- Source material

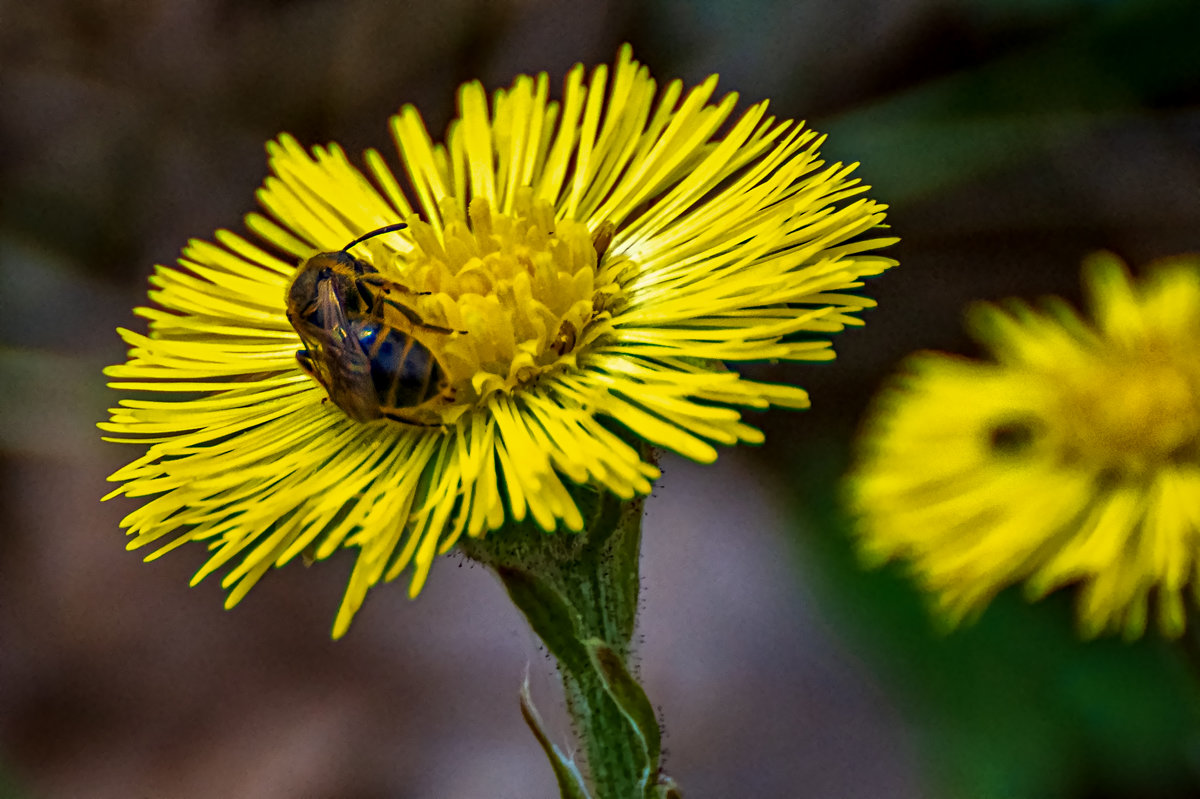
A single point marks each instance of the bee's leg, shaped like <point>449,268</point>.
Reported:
<point>305,360</point>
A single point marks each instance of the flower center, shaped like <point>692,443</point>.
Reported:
<point>1133,413</point>
<point>523,293</point>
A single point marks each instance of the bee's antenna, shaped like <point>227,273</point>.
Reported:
<point>390,228</point>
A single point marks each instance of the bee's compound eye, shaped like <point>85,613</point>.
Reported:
<point>367,335</point>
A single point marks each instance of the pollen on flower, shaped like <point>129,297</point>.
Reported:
<point>576,283</point>
<point>526,290</point>
<point>1133,414</point>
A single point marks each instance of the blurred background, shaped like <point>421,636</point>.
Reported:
<point>1011,138</point>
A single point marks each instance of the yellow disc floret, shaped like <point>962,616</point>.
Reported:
<point>527,293</point>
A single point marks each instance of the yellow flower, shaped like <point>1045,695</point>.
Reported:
<point>1074,457</point>
<point>583,271</point>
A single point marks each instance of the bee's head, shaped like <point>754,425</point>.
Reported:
<point>341,271</point>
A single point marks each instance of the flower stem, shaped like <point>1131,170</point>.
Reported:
<point>579,593</point>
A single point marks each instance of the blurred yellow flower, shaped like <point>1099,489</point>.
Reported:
<point>1073,457</point>
<point>592,265</point>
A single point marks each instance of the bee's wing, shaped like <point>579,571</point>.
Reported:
<point>339,361</point>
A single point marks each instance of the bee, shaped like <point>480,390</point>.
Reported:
<point>361,342</point>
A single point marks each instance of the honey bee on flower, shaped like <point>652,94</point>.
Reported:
<point>574,277</point>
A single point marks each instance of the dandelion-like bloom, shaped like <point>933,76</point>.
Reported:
<point>585,270</point>
<point>1074,457</point>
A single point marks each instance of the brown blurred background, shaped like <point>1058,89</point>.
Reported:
<point>1011,137</point>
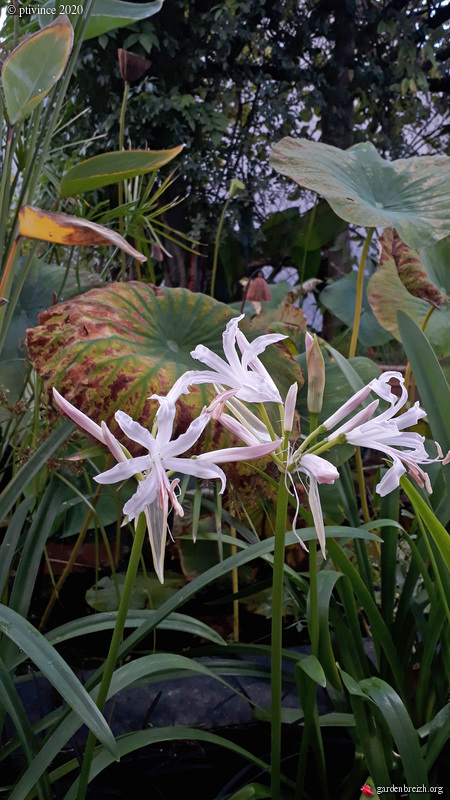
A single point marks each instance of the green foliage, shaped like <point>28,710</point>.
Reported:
<point>231,72</point>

- Written task
Copy everything from the start of the records down to the line containing "<point>523,293</point>", including both ends. Leave the pictures out.

- Solution below
A single point marks each instance of the bee's leg, shaped like <point>449,268</point>.
Reported:
<point>305,360</point>
A single point marks each instance of the flower center, shaped like <point>692,443</point>.
Reported:
<point>1133,413</point>
<point>523,293</point>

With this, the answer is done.